§ Requirements
Revise the text on steroids in sports, starting at "Steroids In Sports- Professional" and ending at "in the offseason.", with "magazines" changed to "periodicals" throughout that stretch.
START Document excerpt
Steroids In Sports- Professional Athlete or Professional Drug User?
Today’s professional bodybuilder can spend anywhere from $30,000 to as much as $100,000 or more to look the way they do. They don’t follow pristine diets and try to live as in as healthy a manner as possible, that is a myth that is used to sell magazines and questionable supplements, the bottom line is getting as big and as fat free as possible. Nothing else matters and to be honest, most of them eat no different from the way the general public does in terms of junk food and the like in the offseason.
Is it glamorous? Yes and no. The fan base, (small though it may be as the male athletes are now far too big to appeal to the tastes of most people in the general public and the female athletes are simply too scary for mainstream media to even look at) does exist and if you are at the very top of the sport you may be able to make some money from endorsements and guest appearances but there is a downside. At those doses, your life is pretty much centered around eating, sleeping and training and there is really no way for you to do the things that most people do. Climbing a flight of stairs at over 300lbs isn’t easy when nature would have had you at 175 lbs and I can tell you from personal experience as one that has worked with many of them, that the experience is pure misery.
From abscesses, to muscle tears, to strange fevers, the pain of the site injections, loss of energy, sex drive and so much more make up the lives of many of the athletes touted by many as the ultimate in human physical perfection. The numerous trips to the E.R. as well aren’t covered in the magazines, only when one of the troupe is unfortunate enough to die as a result of their use- at which point the industry as a whole is first to say that there is no proof that their drug use caused their death. As one that has worked with addicts over the past 14 years the similarities are considerable- but at the end of the day, a professional bodybuilder today is really a professional drug user, and given the inability of so many of them to be able to stop- and the overall behavior, and culture as a whole, I would say professional addict.
END Document excerpt
START Dataset entries
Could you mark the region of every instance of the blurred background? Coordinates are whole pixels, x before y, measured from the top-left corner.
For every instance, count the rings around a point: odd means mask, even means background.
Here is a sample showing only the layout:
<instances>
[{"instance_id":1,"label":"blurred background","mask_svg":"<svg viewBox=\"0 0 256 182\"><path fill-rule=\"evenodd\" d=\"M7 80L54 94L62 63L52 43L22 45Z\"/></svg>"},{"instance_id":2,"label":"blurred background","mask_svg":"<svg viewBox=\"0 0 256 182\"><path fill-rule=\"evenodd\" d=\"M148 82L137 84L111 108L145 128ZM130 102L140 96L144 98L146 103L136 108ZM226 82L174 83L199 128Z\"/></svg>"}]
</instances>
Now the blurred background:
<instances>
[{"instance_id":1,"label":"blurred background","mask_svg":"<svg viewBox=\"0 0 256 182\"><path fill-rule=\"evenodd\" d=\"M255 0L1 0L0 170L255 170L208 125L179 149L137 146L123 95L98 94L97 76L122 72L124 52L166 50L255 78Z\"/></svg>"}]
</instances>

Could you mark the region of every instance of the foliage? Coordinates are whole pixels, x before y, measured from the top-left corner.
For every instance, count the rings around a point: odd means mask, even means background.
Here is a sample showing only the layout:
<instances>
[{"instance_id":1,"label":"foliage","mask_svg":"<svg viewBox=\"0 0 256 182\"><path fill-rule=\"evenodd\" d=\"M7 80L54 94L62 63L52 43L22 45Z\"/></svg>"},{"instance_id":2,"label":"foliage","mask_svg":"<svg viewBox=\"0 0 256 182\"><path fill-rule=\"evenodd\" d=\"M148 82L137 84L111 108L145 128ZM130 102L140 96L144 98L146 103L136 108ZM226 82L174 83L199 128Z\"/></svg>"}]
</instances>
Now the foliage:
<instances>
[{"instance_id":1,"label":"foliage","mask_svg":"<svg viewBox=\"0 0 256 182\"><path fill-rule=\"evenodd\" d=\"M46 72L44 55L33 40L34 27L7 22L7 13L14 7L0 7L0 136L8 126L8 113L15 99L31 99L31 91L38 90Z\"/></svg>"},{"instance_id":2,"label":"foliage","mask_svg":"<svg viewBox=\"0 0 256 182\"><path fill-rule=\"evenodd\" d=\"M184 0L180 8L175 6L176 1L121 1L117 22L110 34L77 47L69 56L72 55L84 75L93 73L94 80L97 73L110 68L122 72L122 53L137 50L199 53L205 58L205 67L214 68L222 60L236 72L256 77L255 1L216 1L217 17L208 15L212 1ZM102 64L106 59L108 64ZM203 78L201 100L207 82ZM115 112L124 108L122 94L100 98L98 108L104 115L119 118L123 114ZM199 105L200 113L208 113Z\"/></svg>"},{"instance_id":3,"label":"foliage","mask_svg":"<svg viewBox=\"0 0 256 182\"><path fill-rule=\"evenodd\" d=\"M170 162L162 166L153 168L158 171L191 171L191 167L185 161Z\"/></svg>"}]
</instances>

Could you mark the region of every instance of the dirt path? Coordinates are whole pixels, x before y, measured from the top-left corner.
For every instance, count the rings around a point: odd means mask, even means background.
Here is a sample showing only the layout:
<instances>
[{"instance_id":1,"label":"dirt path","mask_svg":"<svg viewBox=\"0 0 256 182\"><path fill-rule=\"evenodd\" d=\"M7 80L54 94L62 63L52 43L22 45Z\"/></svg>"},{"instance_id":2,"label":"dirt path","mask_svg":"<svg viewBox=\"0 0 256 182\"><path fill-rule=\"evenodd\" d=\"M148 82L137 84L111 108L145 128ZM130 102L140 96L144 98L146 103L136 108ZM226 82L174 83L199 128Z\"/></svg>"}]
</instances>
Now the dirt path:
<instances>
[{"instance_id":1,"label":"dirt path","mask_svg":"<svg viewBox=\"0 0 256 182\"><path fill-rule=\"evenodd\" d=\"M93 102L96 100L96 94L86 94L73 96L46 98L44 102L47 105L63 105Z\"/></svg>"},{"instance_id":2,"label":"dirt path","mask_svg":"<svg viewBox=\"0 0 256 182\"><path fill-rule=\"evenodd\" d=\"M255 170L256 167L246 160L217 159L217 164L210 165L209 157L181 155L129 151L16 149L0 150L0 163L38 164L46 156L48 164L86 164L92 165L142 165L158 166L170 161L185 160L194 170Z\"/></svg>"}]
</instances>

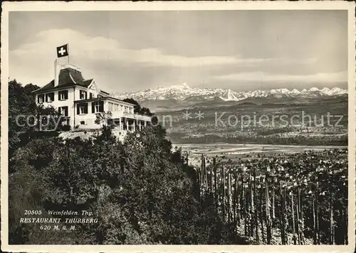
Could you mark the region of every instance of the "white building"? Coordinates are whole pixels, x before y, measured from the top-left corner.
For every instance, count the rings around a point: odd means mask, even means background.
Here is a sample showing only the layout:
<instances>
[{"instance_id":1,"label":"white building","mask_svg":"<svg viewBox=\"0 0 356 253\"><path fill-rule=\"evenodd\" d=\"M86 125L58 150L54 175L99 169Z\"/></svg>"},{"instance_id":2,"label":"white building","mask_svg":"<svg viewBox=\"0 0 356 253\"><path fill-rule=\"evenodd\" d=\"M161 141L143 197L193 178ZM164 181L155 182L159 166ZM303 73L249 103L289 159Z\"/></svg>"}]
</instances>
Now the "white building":
<instances>
[{"instance_id":1,"label":"white building","mask_svg":"<svg viewBox=\"0 0 356 253\"><path fill-rule=\"evenodd\" d=\"M55 78L33 93L38 104L57 109L71 129L100 128L95 121L100 112L110 112L110 122L119 130L135 131L151 122L150 117L134 113L135 104L110 97L93 79L84 79L80 68L71 64L56 61Z\"/></svg>"}]
</instances>

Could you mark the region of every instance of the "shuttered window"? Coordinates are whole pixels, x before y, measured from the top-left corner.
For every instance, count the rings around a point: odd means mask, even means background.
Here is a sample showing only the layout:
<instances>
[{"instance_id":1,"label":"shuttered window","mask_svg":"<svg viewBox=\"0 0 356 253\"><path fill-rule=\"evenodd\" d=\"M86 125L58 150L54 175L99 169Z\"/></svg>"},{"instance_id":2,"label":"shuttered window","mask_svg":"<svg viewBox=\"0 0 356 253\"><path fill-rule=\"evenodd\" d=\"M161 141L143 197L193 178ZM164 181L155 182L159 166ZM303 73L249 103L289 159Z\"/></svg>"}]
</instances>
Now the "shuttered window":
<instances>
[{"instance_id":1,"label":"shuttered window","mask_svg":"<svg viewBox=\"0 0 356 253\"><path fill-rule=\"evenodd\" d=\"M46 102L54 101L54 92L47 93L46 95Z\"/></svg>"},{"instance_id":2,"label":"shuttered window","mask_svg":"<svg viewBox=\"0 0 356 253\"><path fill-rule=\"evenodd\" d=\"M37 96L37 102L43 103L44 102L44 94L41 94Z\"/></svg>"},{"instance_id":3,"label":"shuttered window","mask_svg":"<svg viewBox=\"0 0 356 253\"><path fill-rule=\"evenodd\" d=\"M87 92L85 92L84 90L80 90L79 98L80 99L87 99Z\"/></svg>"},{"instance_id":4,"label":"shuttered window","mask_svg":"<svg viewBox=\"0 0 356 253\"><path fill-rule=\"evenodd\" d=\"M58 107L58 112L63 116L68 117L68 107Z\"/></svg>"},{"instance_id":5,"label":"shuttered window","mask_svg":"<svg viewBox=\"0 0 356 253\"><path fill-rule=\"evenodd\" d=\"M104 112L104 101L92 102L91 112Z\"/></svg>"},{"instance_id":6,"label":"shuttered window","mask_svg":"<svg viewBox=\"0 0 356 253\"><path fill-rule=\"evenodd\" d=\"M60 90L58 92L58 100L68 99L68 90Z\"/></svg>"}]
</instances>

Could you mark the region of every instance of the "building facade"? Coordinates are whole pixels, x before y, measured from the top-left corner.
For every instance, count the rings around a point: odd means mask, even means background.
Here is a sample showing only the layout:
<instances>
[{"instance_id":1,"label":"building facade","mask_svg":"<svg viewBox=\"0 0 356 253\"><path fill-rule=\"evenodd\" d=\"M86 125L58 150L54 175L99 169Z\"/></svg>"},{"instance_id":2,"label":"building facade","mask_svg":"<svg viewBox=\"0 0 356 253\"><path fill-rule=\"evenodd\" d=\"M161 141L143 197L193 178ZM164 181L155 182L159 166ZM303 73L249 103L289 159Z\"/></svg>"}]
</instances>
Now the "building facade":
<instances>
[{"instance_id":1,"label":"building facade","mask_svg":"<svg viewBox=\"0 0 356 253\"><path fill-rule=\"evenodd\" d=\"M57 74L58 73L58 74ZM35 90L37 104L53 107L65 117L71 129L98 129L97 114L109 113L108 123L119 130L135 131L151 122L150 117L135 114L135 104L109 96L93 79L85 80L80 68L55 62L55 78Z\"/></svg>"}]
</instances>

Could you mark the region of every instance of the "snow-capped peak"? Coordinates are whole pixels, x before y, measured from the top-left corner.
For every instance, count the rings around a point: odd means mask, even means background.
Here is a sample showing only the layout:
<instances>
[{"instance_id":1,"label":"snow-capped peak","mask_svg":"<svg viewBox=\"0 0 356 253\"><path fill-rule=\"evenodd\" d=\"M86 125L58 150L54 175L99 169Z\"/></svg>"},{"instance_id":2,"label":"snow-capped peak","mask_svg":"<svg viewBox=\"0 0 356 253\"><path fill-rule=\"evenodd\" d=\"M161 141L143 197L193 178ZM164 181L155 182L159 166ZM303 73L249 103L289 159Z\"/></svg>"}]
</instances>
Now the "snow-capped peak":
<instances>
[{"instance_id":1,"label":"snow-capped peak","mask_svg":"<svg viewBox=\"0 0 356 253\"><path fill-rule=\"evenodd\" d=\"M293 89L291 92L291 94L300 94L300 92L297 89Z\"/></svg>"},{"instance_id":2,"label":"snow-capped peak","mask_svg":"<svg viewBox=\"0 0 356 253\"><path fill-rule=\"evenodd\" d=\"M167 99L183 101L189 97L200 97L204 99L219 97L224 101L239 101L248 97L266 97L269 96L273 97L298 97L300 96L303 97L315 97L319 96L340 95L347 93L347 90L342 90L337 87L334 87L331 90L326 87L322 90L319 90L317 87L312 87L309 90L303 89L301 92L297 89L293 89L290 91L284 88L273 89L271 90L235 92L231 90L220 88L192 88L186 82L184 82L181 85L169 87L159 87L157 89L149 89L137 92L114 93L112 96L120 99L132 97L137 101Z\"/></svg>"},{"instance_id":3,"label":"snow-capped peak","mask_svg":"<svg viewBox=\"0 0 356 253\"><path fill-rule=\"evenodd\" d=\"M308 90L309 92L318 92L319 91L319 89L313 87L311 87L310 89L309 89Z\"/></svg>"}]
</instances>

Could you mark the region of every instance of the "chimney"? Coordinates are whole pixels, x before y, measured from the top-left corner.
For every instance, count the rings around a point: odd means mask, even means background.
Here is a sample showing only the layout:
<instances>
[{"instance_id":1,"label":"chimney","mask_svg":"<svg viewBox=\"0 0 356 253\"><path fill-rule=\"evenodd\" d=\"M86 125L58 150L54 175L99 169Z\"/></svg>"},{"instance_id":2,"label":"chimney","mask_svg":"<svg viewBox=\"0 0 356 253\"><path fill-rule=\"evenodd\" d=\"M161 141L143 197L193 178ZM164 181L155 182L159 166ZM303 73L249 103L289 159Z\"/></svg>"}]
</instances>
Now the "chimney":
<instances>
[{"instance_id":1,"label":"chimney","mask_svg":"<svg viewBox=\"0 0 356 253\"><path fill-rule=\"evenodd\" d=\"M59 73L57 72L58 68L58 61L57 59L54 61L54 87L57 87L58 85L58 75Z\"/></svg>"}]
</instances>

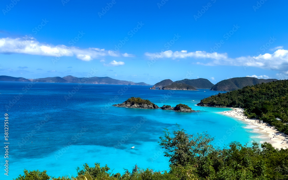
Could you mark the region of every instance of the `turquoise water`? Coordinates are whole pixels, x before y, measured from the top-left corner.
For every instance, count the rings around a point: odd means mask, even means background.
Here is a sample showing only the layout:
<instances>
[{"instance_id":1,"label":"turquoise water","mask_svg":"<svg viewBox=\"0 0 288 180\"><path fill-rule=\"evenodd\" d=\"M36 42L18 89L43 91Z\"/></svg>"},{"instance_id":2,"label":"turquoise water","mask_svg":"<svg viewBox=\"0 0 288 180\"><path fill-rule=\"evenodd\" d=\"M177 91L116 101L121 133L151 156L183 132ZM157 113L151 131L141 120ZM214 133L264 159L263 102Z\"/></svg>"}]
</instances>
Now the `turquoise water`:
<instances>
[{"instance_id":1,"label":"turquoise water","mask_svg":"<svg viewBox=\"0 0 288 180\"><path fill-rule=\"evenodd\" d=\"M5 141L3 137L1 143L10 143L9 159L3 158L4 148L0 151L1 165L9 160L9 176L4 175L3 170L1 179L16 178L24 168L46 170L56 177L75 175L77 166L95 162L107 164L114 173L123 173L124 168L131 170L136 164L140 168L167 170L168 160L158 142L164 129L175 129L176 123L189 134L206 131L215 137L214 144L220 147L234 141L250 142L250 137L258 136L243 128L246 124L219 112L229 108L195 106L219 92L149 87L0 82L3 123L5 113L9 117L9 140ZM111 106L132 96L148 99L160 107L182 103L200 111Z\"/></svg>"}]
</instances>

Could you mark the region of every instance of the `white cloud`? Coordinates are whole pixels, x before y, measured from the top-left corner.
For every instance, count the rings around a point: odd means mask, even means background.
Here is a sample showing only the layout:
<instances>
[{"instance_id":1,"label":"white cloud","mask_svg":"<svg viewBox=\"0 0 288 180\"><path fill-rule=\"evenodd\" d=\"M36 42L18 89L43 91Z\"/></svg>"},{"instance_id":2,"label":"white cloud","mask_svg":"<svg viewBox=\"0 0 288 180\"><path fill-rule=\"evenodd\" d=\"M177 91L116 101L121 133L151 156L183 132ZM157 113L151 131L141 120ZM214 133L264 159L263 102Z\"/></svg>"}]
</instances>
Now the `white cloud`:
<instances>
[{"instance_id":1,"label":"white cloud","mask_svg":"<svg viewBox=\"0 0 288 180\"><path fill-rule=\"evenodd\" d=\"M35 38L27 36L15 39L0 38L0 53L24 53L53 57L75 56L77 58L85 61L90 61L103 56L121 56L118 52L104 49L92 48L81 49L75 46L62 45L55 46L40 43ZM132 55L127 53L123 54L124 57L130 57Z\"/></svg>"},{"instance_id":2,"label":"white cloud","mask_svg":"<svg viewBox=\"0 0 288 180\"><path fill-rule=\"evenodd\" d=\"M205 62L196 62L197 64L206 66L234 66L245 67L255 67L265 69L287 71L288 69L288 50L278 49L272 54L266 53L258 56L242 56L235 58L228 57L226 53L212 53L205 51L196 51L187 52L187 51L173 52L171 50L160 53L146 52L145 55L152 59L159 58L206 58Z\"/></svg>"},{"instance_id":3,"label":"white cloud","mask_svg":"<svg viewBox=\"0 0 288 180\"><path fill-rule=\"evenodd\" d=\"M145 55L150 59L159 58L185 58L187 57L196 58L210 58L215 59L223 59L227 58L227 53L219 54L216 52L213 53L207 52L206 51L198 51L195 52L187 52L187 51L183 50L181 51L173 52L171 50L156 53L146 52Z\"/></svg>"},{"instance_id":4,"label":"white cloud","mask_svg":"<svg viewBox=\"0 0 288 180\"><path fill-rule=\"evenodd\" d=\"M285 73L277 73L276 75L279 77L279 79L288 79L288 74L287 72L286 72Z\"/></svg>"},{"instance_id":5,"label":"white cloud","mask_svg":"<svg viewBox=\"0 0 288 180\"><path fill-rule=\"evenodd\" d=\"M266 75L262 75L261 76L256 76L255 75L253 75L252 76L246 76L246 77L256 77L258 79L269 79L269 77L268 76Z\"/></svg>"},{"instance_id":6,"label":"white cloud","mask_svg":"<svg viewBox=\"0 0 288 180\"><path fill-rule=\"evenodd\" d=\"M135 57L135 55L131 54L128 54L127 52L125 52L124 54L122 54L122 56L124 57Z\"/></svg>"},{"instance_id":7,"label":"white cloud","mask_svg":"<svg viewBox=\"0 0 288 180\"><path fill-rule=\"evenodd\" d=\"M106 64L105 63L103 64L104 66L122 66L125 64L124 62L122 61L116 61L115 60L110 62L108 64Z\"/></svg>"},{"instance_id":8,"label":"white cloud","mask_svg":"<svg viewBox=\"0 0 288 180\"><path fill-rule=\"evenodd\" d=\"M207 66L227 65L255 67L265 69L287 71L288 69L288 50L278 50L273 54L266 53L258 56L242 56L215 60L206 63L196 64Z\"/></svg>"},{"instance_id":9,"label":"white cloud","mask_svg":"<svg viewBox=\"0 0 288 180\"><path fill-rule=\"evenodd\" d=\"M275 51L275 50L277 50L279 49L282 49L283 48L283 46L277 46L277 47L275 47L274 48L272 48L272 49L270 49L270 51Z\"/></svg>"},{"instance_id":10,"label":"white cloud","mask_svg":"<svg viewBox=\"0 0 288 180\"><path fill-rule=\"evenodd\" d=\"M88 55L78 54L76 56L76 57L78 59L85 61L89 61L92 59L90 56Z\"/></svg>"}]
</instances>

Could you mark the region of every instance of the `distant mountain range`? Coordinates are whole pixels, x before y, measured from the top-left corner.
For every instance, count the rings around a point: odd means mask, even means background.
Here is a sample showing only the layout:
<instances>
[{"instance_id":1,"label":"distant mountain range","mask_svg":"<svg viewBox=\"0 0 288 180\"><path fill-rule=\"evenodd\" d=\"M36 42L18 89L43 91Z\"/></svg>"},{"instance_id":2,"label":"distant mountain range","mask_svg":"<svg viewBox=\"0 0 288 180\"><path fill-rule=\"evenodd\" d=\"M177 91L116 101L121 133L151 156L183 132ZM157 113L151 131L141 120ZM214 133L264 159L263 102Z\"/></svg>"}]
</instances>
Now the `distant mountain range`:
<instances>
[{"instance_id":1,"label":"distant mountain range","mask_svg":"<svg viewBox=\"0 0 288 180\"><path fill-rule=\"evenodd\" d=\"M231 91L242 89L248 86L253 86L262 83L266 83L277 80L278 79L265 79L250 77L234 77L221 81L213 86L210 90Z\"/></svg>"},{"instance_id":2,"label":"distant mountain range","mask_svg":"<svg viewBox=\"0 0 288 180\"><path fill-rule=\"evenodd\" d=\"M175 82L171 79L167 79L156 83L150 89L193 90L193 88L198 88L210 89L210 90L212 91L229 91L242 89L247 86L253 86L262 83L266 83L277 80L277 79L265 79L250 77L234 77L221 81L214 85L208 79L203 78L193 79L185 79ZM185 86L185 84L189 86Z\"/></svg>"},{"instance_id":3,"label":"distant mountain range","mask_svg":"<svg viewBox=\"0 0 288 180\"><path fill-rule=\"evenodd\" d=\"M171 79L167 79L163 80L156 83L150 89L155 89L156 88L160 88L160 89L171 90L196 90L196 88L210 89L214 85L214 84L208 79L203 78L193 79L185 79L175 82L173 82ZM177 89L177 88L179 89Z\"/></svg>"},{"instance_id":4,"label":"distant mountain range","mask_svg":"<svg viewBox=\"0 0 288 180\"><path fill-rule=\"evenodd\" d=\"M0 76L0 81L1 81L152 86L143 82L135 83L132 81L118 80L109 77L77 77L72 76L67 76L63 77L56 77L35 79L26 79L23 77L15 77L7 76Z\"/></svg>"}]
</instances>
END Dataset entries
§ Response below
Steroids In Sports- Professional Athlete or Professional Drug User?
Today’s professional bodybuilder can spend anywhere from $30,000 to as much as $100,000 or more to look the way they do. They don’t follow pristine diets and try to live as in as healthy a manner as possible, that is a myth that is used to sell periodicals and questionable supplements, the bottom line is getting as big and as fat free as possible. Nothing else matters and to be honest, most of them eat no different from the way the general public does in terms of junk food and the like in the offseason.